▸ **Selected text**
I'll try a vmstat, some ps/top manoeuvres, read procinfo and some log files (boot & sys), but what I'd really like is a quick way to view Cpu, Hard disk and Physical Memory condition.
I seem to know a lot of it already is present in vmstat, but somehow I miss the ease of server 2008 where you can find a nice resource monitor while even the task manager itself can provide a quick peek on the system condition (and not even talking about server 2008's monitoring graph tools).
Any suggestion, or am I just being lame because vmstat really is the grail ?
Edit: Well thanks for the feedback, everyone. I should add that I'm not really talking about constant monitoring (where nagios is a very good proposition), but about an occasional walk to a server - not necessarily mine - to do a quick system condition lookup (sometimes I just happen to be somewhere and Bang, Hey, can you come over to check this one ?)
The stick with some utility-scripts is indeed nice, already have one with sysinternals apps for windows machines. Htop is cool also, although I don't think being able to install it wherever I happen to be.
if you want a bit of bells and whistles under linux - try htop.
it's top on steroids, you can configure it to display on 'bars' cpu time spend in userland/system/iowait/irqs. this might give you good view what's the cause of load.

▸ **Data**
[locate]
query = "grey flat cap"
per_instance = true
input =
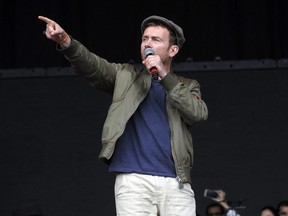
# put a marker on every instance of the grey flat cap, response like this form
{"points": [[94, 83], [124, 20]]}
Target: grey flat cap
{"points": [[169, 24]]}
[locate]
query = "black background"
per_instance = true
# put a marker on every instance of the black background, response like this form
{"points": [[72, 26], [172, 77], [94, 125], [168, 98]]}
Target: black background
{"points": [[51, 126]]}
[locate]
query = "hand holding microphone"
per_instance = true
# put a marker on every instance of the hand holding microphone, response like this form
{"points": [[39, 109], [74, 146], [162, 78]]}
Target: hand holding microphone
{"points": [[153, 70]]}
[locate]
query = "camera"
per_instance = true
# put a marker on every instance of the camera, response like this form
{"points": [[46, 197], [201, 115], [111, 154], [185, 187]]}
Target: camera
{"points": [[210, 193]]}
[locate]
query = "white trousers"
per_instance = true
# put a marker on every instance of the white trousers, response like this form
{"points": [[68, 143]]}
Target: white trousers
{"points": [[147, 195]]}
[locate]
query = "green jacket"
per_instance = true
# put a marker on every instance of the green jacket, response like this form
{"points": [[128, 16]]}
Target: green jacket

▸ **Written instruction**
Rewrite the Linux server monitoring thread from "Edit: Well thanks" to "cause of load.", swapping "steroids" for "caffeine".

▸ **Answer for the task**
Edit: Well thanks for the feedback, everyone. I should add that I'm not really talking about constant monitoring (where nagios is a very good proposition), but about an occasional walk to a server - not necessarily mine - to do a quick system condition lookup (sometimes I just happen to be somewhere and Bang, Hey, can you come over to check this one ?)
The stick with some utility-scripts is indeed nice, already have one with sysinternals apps for windows machines. Htop is cool also, although I don't think being able to install it wherever I happen to be.
if you want a bit of bells and whistles under linux - try htop.
it's top on caffeine, you can configure it to display on 'bars' cpu time spend in userland/system/iowait/irqs. this might give you good view what's the cause of load.